Estratto della pagina
#####

Condividi

Tassa minima globale, ecco quanto frutterebbe all’Europa

La global corporate tax è fortemente sponsorizzata dal presidente americano Joe Biden, che ha inizialmente proposto un’aliquota al 21%. Le resistenze di alcuni Paesi europei hanno fatto scendere la proposta al 15%. Ma secondo l’Osservatorio sul fisco, un’aliquota al 25% porterebbe ogni anno 170 miliardi in più nelle casse europee

Tassa minima globale, ecco quanto frutterebbe all’Europa

La tassa minima sulle società a livello globale, sulla necessità della quale insiste fortemente il presidente americano Joe Biden, converrebbe innanzitutto all’Europa. Non a caso la questione finirà sul tavolo della prossima riunione dei ministri delle Finanze dei Paesi del G7, in programma venerdì 4 e sabato 5 giugno a Londra. A quantificare i benefici della global corporate tax è uno studio dell’Osservatorio europei sul fisco, creato due mesi fa e ospitato presso l’Ecole d’économie di Parigi: “A seconda del tasso che verrà deciso e dei possibili scenari, il gettito fiscale europeo potrebbe aumentare in una forbice compresa tra il +13 e il +50%”, spiega Gabriel Zucman, giovane economista francese a Berkeley e direttore dell’Osservatorio.

La necessità di una tassa minima è stata dettata dalla pandemia Covid, che ha sancito la nuova centralità delle istituzioni pubbliche ma allo stesso tempo sta prosciugando i bilanci statali. I Paesi europei sono infatti stati costretti a intervenire molto energicamente per tutelare il lavoro e la coesione sociale, e il costo di questa operazione verrà solo in parte sostenuto dagli aiuti del Recovery Plan, gran parte dei quali peraltro andranno comunque a costituire nuovo debito pubblico. Ecco perché il tema di aumentare le entrate fiscali si pone eccome. Oggi, le aziende sono libere di scegliere la loro sede fiscale, e naturalmente in Europa vengono prediletti paradisi fiscali o quasi come il Lussemburgo o l’Irlanda (che infatti non a caso si oppone al disegno di Biden).

#####

Record forniti
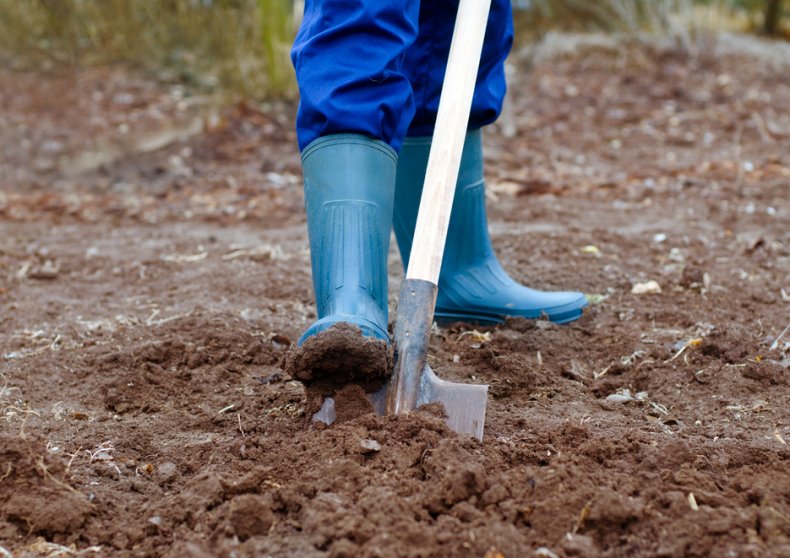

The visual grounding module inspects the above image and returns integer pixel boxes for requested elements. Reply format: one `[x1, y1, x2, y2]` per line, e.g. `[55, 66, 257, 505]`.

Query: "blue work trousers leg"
[291, 0, 513, 151]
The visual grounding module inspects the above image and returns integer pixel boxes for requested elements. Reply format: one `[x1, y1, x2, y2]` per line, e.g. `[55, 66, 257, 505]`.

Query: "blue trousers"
[291, 0, 513, 151]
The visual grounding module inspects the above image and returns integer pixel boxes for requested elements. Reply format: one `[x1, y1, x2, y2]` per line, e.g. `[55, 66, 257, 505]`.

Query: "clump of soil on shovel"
[283, 323, 392, 422]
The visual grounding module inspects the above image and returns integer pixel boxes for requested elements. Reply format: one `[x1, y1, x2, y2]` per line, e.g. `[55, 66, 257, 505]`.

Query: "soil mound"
[0, 434, 91, 541]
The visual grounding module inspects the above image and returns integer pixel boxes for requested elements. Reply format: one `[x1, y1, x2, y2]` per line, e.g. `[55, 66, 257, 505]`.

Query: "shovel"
[382, 0, 491, 440]
[313, 0, 491, 440]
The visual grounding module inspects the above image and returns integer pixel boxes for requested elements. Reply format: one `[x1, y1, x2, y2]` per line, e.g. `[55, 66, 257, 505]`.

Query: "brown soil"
[0, 37, 790, 558]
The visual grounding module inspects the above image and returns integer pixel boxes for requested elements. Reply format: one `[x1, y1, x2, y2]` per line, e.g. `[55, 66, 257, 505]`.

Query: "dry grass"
[0, 0, 294, 98]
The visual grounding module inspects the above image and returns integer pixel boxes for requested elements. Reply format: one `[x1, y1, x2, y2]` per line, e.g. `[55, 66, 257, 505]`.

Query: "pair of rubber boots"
[299, 130, 587, 345]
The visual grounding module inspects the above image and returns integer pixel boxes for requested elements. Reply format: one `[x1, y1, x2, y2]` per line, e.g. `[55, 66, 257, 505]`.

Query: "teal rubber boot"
[393, 130, 587, 324]
[298, 134, 398, 345]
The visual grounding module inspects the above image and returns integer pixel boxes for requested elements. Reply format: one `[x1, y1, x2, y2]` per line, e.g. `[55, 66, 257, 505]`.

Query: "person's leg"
[393, 0, 587, 323]
[292, 0, 418, 345]
[291, 0, 419, 151]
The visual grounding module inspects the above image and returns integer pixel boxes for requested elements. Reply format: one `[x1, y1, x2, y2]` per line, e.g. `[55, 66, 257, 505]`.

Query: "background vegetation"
[0, 0, 790, 98]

#####

Dettagli del compito
Continui l'articolo sulla tassa minima globale, riprendendo subito dopo la frase finale sul Lussemburgo e l'Irlanda.

La sua risposta
Lo global minimum tax invece, che per la verità è stata indicata come prioritaria dall’Ocse sin dal 2019, imporrebbe un’aliquota minima sotto la quale nessuno può scendere, in modo da livellare i benefici per un maggior numero di Paesi e anche di rimodulare l’imposta in funzione dei profitti effettivamente realizzati dall’azienda (soprattutto dalla multinazionale) in questo o quel Paese. Il tema centrale è: a che livello fissare l’aliquota? Biden è molto ambizioso e inizialmente ha proposto il 21%, ritenuto però molto alto da alcuni Paesi. Si pensi ad esempio che in Irlanda oggi l’imposta sulle società è di appena il 12,5%. Ecco perché l’ultimo rilancio della Casa Bianca è per un’aliquota globale minima al 15%.

Con questo scenario (aliquota al 15%), il gettito fiscale europeo crescerebbe di 50 miliardi ogni anno, una cifra buona ma non così interessante, per un continente da 27 Paesi e oltre 300 milioni di abitanti. Mentre se per ipotesi (molto improbabile) si finisse per arrivare ad una tassa al 25%, che poi è semplicemente l’aliquota attualmente più bassa tra i Paesi del G7 (ad eccezione del Regno Unito che è al 19%), le entrate aumenterebbero della percentuale massima prevista dall’Osservatorio, +50%, e dunque in termini assoluti di 170 miliardi di euro ogni anno. Sulle resistenze dell’Irlanda e degli altri Paesi a regime fiscale agevolato, Zucman non ha dubbi: “Il no dell’Irlanda non dovrebbe trattenere gli altri Paesi dal raggiungere comunque un accordo”.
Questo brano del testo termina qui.